§ **EXERCISE BRIEF**: Copy out the auto-bidding paper summary from "Search papers, labs, and" down to "hallucinating suboptimal decisions.", putting "errors" wherever "hallucinations" appears.

§ **PAGE EXCERPT**:
[Start of section]
Search papers, labs, and topics across Lattice.
The paper introduces a hierarchical Large auto-Bidding Model (LBM) composed of a high-level LBM-Think for reasoning and a low-level LBM-Act for action generation to improve auto-bidding strategies. A dual embedding mechanism fuses language and numerical inputs for training LBM-Act, while a novel offline reinforcement fine-tuning technique called GQPO mitigates hallucinations in LBM-Think. Experiments demonstrate that the LBM, particularly with a generative backbone, achieves superior performance and generalization in auto-bidding tasks compared to existing methods.
LLMs can master auto-bidding in dynamic ad environments, but only if you give them a hierarchical architecture and offline RL fine-tuning to avoid hallucinating suboptimal decisions.
The growing scale of ad auctions on online advertising platforms has intensified competition, making manual bidding impractical and necessitating auto-bidding to help advertisers achieve their economic goals. Current auto-bidding methods have evolved to use offline reinforcement learning or generative methods to optimize bidding strategies, but they can sometimes behave counterintuitively due to the black-box training manner and limited mode coverage of datasets, leading to challenges in understanding task status and generalization in dynamic ad environments. Large language models (LLMs) offer a promising solution by leveraging prior human knowledge and reasoning abilities to improve auto-bidding performance. However, directly applying LLMs to auto-bidding faces difficulties due to the need for precise actions in competitive auctions and the lack of specialized auto-bidding knowledge, which can lead to hallucinations and suboptimal decisions. To address these challenges, we propose a hierarchical Large autoBidding Model (LBM) to leverage the reasoning capabilities of LLMs for developing a superior auto-bidding strategy. This includes a high-level LBM-Think model for reasoning and a low-level LBM-Act model for action generation. Specifically, we propose a dual embedding mechanism to efficiently fuse two modalities, including language and numerical inputs, for language-guided training of the LBM-Act; then, we propose an offline reinforcement fine-tuning technique termed GQPO for mitigating the LLM-Think's hallucinations and enhancing decision-making performance without simulation or real-world rollout like previous multi-turn LLM-based methods. Experiments demonstrate the superiority of a generative backbone based on our LBM, especially in an efficient training manner and generalization ability.
[End of section]
§ **RECORD EXTRACTS**:
[Start of section]
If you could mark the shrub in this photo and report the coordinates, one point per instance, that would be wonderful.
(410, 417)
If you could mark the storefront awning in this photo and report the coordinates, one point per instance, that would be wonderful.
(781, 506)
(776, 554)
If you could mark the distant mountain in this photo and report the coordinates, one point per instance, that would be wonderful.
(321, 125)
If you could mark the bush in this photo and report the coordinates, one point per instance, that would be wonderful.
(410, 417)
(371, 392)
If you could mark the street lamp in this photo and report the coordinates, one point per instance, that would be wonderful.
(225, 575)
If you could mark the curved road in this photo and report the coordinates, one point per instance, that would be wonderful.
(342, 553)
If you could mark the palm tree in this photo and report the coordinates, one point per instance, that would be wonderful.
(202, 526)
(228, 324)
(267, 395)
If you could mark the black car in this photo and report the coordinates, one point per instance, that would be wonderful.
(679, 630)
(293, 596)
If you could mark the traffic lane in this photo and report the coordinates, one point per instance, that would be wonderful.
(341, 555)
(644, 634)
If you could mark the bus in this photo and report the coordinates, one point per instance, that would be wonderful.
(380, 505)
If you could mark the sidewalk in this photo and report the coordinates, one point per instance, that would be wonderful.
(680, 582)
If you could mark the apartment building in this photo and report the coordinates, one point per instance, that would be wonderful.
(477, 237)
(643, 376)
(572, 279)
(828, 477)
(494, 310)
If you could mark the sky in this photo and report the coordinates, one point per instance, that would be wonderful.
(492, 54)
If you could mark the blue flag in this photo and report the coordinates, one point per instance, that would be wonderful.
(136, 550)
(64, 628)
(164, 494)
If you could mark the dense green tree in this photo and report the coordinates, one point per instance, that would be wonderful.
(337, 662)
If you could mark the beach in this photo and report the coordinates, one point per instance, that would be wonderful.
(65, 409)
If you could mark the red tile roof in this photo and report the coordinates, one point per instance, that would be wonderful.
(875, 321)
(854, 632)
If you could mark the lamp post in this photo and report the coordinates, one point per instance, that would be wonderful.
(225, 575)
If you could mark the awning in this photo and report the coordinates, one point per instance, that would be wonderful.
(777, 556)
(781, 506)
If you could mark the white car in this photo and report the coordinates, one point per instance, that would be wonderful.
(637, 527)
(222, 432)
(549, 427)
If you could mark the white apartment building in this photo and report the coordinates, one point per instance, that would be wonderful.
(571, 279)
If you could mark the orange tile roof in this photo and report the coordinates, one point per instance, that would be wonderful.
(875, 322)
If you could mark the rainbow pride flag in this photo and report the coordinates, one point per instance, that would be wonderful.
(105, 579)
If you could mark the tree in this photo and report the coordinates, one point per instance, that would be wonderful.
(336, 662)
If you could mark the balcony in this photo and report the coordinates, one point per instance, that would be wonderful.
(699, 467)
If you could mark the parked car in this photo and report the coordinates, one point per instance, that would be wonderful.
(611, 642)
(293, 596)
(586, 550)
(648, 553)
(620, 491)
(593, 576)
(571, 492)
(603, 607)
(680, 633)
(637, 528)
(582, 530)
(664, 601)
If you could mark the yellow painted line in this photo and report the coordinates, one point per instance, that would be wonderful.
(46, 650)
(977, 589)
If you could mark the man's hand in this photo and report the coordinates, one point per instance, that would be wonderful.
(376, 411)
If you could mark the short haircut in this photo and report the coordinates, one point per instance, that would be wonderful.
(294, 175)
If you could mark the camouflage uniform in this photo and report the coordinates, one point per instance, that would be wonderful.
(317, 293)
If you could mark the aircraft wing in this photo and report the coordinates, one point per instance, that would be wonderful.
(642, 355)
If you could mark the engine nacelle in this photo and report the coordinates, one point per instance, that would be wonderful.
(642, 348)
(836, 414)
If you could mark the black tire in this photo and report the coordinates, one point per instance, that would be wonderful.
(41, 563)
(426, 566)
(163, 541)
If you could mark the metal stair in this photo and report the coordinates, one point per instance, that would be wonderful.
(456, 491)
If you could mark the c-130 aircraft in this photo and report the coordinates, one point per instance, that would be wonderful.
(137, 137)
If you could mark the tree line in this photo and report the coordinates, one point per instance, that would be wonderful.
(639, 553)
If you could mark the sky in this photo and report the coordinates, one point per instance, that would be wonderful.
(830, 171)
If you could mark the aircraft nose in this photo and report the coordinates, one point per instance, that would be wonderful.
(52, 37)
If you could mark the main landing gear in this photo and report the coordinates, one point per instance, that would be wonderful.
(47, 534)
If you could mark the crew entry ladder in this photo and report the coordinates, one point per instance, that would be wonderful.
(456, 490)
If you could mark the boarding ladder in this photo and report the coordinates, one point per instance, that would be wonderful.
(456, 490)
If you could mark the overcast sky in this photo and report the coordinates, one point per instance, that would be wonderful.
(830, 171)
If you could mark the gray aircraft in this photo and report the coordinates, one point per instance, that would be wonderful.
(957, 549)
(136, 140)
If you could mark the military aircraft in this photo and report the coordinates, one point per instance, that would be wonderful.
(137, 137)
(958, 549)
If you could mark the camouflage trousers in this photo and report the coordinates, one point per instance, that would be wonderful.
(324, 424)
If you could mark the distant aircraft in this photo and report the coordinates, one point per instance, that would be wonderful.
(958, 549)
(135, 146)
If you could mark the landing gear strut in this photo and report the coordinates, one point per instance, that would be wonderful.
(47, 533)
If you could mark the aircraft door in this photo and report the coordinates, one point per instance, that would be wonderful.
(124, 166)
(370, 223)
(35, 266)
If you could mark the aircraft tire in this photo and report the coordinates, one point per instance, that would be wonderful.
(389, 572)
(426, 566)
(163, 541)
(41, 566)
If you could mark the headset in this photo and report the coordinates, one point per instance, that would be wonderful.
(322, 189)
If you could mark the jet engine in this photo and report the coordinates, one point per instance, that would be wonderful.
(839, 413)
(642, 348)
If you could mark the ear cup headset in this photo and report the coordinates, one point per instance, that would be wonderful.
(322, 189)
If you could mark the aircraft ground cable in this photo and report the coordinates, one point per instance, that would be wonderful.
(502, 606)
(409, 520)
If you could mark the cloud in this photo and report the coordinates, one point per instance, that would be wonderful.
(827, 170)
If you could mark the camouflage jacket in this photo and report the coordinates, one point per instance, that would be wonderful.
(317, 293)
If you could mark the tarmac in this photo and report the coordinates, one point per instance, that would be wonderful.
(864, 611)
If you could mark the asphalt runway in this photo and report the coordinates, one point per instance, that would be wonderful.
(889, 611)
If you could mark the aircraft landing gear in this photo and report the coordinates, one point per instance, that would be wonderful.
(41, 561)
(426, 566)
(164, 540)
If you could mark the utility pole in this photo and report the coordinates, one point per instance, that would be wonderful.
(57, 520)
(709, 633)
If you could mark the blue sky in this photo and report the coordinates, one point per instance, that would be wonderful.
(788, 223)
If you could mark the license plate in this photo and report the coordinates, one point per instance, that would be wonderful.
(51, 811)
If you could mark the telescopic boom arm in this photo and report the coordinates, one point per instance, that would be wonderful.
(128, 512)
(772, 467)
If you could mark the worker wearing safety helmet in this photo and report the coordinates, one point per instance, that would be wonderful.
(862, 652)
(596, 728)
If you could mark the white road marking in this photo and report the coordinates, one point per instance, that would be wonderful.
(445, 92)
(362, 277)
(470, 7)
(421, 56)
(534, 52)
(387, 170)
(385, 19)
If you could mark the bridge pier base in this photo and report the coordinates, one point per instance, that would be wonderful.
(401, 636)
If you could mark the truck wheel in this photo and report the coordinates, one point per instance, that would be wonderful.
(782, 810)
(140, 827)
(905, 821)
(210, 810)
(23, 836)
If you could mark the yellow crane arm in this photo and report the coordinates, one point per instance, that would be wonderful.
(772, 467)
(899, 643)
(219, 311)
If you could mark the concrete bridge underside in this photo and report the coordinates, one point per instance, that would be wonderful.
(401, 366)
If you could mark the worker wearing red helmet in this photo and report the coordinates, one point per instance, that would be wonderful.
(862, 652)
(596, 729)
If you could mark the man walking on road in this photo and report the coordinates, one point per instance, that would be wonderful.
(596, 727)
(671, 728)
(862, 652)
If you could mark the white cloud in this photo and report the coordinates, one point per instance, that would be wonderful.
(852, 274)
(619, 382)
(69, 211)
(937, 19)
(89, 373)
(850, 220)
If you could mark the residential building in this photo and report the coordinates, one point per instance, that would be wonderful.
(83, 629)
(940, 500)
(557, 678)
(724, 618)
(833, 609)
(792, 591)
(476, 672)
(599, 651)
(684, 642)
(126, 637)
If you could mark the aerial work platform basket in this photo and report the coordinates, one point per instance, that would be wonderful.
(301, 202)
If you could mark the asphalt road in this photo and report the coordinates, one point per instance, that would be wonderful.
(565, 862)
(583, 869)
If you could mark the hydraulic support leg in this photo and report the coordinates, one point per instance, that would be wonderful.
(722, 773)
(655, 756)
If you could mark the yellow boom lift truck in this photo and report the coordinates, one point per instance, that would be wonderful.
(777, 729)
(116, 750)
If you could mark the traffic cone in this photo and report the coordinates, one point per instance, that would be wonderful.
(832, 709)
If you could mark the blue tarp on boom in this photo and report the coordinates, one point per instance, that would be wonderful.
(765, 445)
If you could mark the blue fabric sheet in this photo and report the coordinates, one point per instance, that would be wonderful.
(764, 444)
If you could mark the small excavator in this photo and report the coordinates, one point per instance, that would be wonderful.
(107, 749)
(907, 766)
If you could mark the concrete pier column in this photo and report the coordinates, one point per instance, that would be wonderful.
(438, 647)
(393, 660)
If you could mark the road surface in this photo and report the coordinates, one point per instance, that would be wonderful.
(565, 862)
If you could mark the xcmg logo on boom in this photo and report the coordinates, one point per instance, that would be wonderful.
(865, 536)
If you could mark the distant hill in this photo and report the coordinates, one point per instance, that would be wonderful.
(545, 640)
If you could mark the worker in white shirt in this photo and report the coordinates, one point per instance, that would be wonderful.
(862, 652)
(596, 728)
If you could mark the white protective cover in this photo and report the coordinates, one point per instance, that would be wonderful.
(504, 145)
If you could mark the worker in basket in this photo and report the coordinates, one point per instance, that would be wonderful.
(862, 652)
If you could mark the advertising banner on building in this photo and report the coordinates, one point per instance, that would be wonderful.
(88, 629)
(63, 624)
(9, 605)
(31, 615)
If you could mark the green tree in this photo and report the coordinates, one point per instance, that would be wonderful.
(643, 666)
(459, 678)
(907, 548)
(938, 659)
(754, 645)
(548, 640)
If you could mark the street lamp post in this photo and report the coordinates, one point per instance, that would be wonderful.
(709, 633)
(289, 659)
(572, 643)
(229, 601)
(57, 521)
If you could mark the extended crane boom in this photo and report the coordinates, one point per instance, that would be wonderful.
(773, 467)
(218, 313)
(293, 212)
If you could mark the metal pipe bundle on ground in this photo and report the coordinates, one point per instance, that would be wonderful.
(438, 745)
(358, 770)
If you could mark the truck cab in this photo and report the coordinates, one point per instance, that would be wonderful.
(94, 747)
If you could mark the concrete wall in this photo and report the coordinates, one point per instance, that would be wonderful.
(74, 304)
[End of section]
§ **SOLUTION**:
Search papers, labs, and topics across Lattice.
The paper introduces a hierarchical Large auto-Bidding Model (LBM) composed of a high-level LBM-Think for reasoning and a low-level LBM-Act for action generation to improve auto-bidding strategies. A dual embedding mechanism fuses language and numerical inputs for training LBM-Act, while a novel offline reinforcement fine-tuning technique called GQPO mitigates errors in LBM-Think. Experiments demonstrate that the LBM, particularly with a generative backbone, achieves superior performance and generalization in auto-bidding tasks compared to existing methods.
LLMs can master auto-bidding in dynamic ad environments, but only if you give them a hierarchical architecture and offline RL fine-tuning to avoid hallucinating suboptimal decisions.